Pick out every line in the rows below that contains the word "with" and copy each one in full. Case counts, so match only that exact capitalization.

- [Data lines]
--- begin ---
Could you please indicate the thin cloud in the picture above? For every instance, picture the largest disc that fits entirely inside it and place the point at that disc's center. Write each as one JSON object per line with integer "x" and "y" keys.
--- end ---
--- begin ---
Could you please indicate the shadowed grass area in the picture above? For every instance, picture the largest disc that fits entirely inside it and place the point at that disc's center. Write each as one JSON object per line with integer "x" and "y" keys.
--- end ---
--- begin ---
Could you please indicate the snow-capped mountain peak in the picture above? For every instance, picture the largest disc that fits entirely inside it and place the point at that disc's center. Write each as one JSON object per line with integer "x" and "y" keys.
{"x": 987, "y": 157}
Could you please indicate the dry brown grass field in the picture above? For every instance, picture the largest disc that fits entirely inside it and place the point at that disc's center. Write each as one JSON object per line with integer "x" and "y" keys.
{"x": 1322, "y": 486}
--- end ---
- [Response to the task]
Could you please indicate the thin cloud in the picture above? For every instance, picture the largest disc that fits entirely inside it and place the point at that disc's center. Write each as one JSON object per line with integer "x" and "y" keys.
Could you please indicate the shadowed grass area in the picture above? For every instance, picture the largest disc that fits entirely inside it and place the point at that disc's center. Write each as one JSON object per line with integer "x" and "y" keys.
Could you please indicate the snow-capped mountain peak in the picture above? For every instance, picture the largest disc that fits entirely inside it and place the point at that disc's center. Write each as one JSON object per line with integer "x" and "y" keys.
Could you please indicate the dry brown grass field in the picture above? For every instance, picture the largest disc that fits entirely inside it and place the point at that disc's center. Write each as one JSON object per line with integer "x" and "y" keys.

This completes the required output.